**Entries provided**
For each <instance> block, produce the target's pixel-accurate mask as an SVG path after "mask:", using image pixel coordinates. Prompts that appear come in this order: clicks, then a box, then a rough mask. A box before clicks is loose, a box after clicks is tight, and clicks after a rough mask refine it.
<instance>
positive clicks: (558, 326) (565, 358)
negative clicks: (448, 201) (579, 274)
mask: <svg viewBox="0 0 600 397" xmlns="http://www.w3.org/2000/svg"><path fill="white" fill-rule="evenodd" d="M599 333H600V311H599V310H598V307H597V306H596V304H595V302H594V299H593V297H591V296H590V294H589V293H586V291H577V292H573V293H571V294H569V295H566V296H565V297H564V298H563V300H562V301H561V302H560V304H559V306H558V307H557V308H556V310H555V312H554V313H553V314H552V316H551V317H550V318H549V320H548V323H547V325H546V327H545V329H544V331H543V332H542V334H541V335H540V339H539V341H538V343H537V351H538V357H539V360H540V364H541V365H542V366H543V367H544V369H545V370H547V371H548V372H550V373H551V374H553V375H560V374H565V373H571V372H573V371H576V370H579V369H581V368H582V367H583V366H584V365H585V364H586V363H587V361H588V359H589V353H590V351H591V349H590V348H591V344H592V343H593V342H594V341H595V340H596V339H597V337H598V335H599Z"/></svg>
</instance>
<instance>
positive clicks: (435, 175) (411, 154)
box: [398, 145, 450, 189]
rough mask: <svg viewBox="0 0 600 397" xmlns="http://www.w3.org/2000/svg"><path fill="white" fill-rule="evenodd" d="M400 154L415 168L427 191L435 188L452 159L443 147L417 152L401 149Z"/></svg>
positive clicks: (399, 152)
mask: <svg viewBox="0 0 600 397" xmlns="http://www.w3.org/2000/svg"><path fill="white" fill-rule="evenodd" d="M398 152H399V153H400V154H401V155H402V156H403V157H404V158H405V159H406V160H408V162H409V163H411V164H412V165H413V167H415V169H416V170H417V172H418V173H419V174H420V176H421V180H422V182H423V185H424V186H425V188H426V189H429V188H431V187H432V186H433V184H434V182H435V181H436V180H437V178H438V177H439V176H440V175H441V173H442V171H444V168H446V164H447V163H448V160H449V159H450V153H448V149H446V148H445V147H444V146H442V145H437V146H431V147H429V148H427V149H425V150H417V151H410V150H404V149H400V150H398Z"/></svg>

**To do**
Retype the lines of the material from the one containing "</instance>" through the last line, exactly, and give no other lines.

**Answer section**
</instance>
<instance>
positive clicks: (435, 175) (411, 154)
box: [398, 145, 450, 189]
rough mask: <svg viewBox="0 0 600 397" xmlns="http://www.w3.org/2000/svg"><path fill="white" fill-rule="evenodd" d="M400 154L415 168L427 191L435 188L452 159L443 147L417 152L401 149Z"/></svg>
positive clicks: (399, 152)
mask: <svg viewBox="0 0 600 397" xmlns="http://www.w3.org/2000/svg"><path fill="white" fill-rule="evenodd" d="M398 152H399V153H400V154H401V155H402V156H403V157H404V158H405V159H406V160H408V162H409V163H411V164H412V165H413V167H415V169H416V170H417V172H418V173H419V174H420V176H421V180H422V182H423V185H424V186H425V188H426V189H429V188H431V187H432V186H433V184H434V182H435V181H436V180H437V178H438V177H439V176H440V175H441V173H442V171H444V168H446V164H447V163H448V160H449V159H450V153H448V149H446V148H445V147H444V146H442V145H437V146H431V147H429V148H427V149H425V150H417V151H410V150H404V149H400V150H398Z"/></svg>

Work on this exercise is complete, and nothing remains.